— TASK DETAILS —
Wherever a line of the records contains "query", copy that line.

_ _ _

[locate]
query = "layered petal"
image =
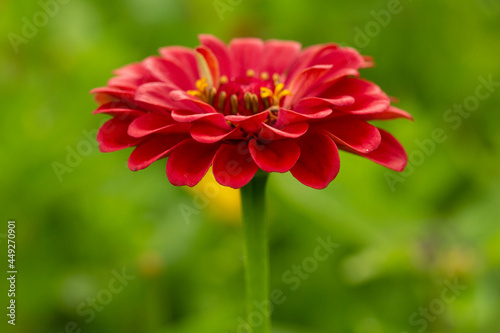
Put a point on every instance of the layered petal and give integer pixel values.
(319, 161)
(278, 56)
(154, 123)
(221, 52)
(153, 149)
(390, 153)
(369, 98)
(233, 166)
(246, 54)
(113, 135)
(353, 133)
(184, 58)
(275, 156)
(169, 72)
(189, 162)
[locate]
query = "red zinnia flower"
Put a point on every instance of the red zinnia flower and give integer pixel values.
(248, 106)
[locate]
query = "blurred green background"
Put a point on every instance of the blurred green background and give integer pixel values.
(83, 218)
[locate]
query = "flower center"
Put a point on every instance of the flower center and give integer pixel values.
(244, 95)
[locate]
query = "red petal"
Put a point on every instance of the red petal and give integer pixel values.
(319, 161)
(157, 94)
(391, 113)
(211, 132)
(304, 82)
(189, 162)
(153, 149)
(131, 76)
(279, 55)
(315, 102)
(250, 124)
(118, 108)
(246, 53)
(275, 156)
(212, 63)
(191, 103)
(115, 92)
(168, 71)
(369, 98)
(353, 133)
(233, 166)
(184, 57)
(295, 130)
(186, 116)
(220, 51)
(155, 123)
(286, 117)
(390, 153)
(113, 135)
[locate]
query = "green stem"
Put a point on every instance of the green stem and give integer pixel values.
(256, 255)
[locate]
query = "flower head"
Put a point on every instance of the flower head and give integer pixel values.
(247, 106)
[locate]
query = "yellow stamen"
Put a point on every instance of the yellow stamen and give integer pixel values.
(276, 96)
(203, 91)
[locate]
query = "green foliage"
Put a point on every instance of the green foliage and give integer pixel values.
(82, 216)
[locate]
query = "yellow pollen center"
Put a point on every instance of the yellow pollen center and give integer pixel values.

_ _ _

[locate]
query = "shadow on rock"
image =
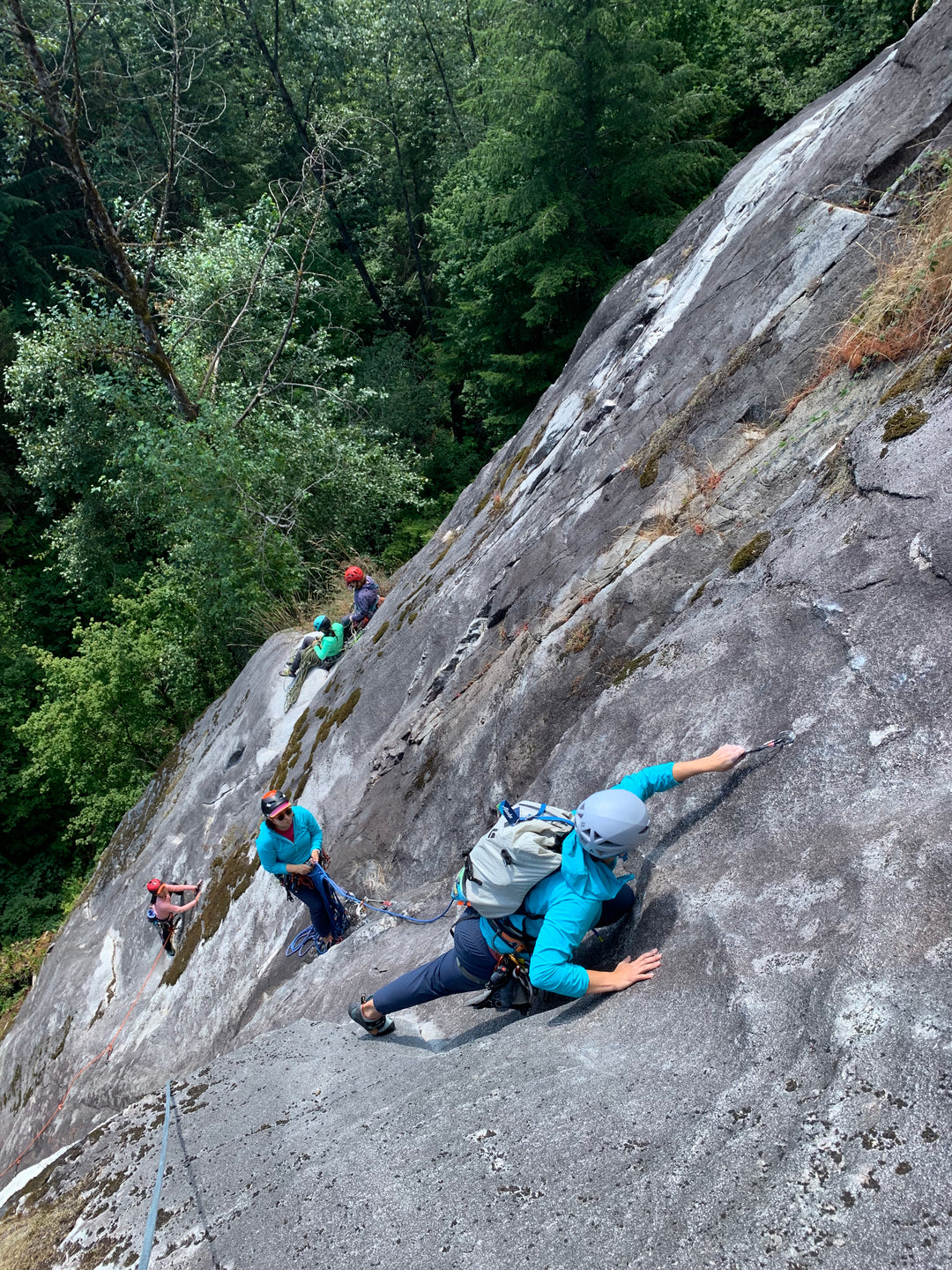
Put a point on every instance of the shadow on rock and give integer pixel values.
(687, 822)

_ _ _

— TASK ANSWER —
query = "layered petal"
query = "red zinnia flower"
query = "blurred green background"
query = "flower center"
query = "red petal"
query = "green stem"
query = "flower head"
query = "yellow stamen"
query = "green foliage"
query = "yellow pollen center"
query = "shadow on rock"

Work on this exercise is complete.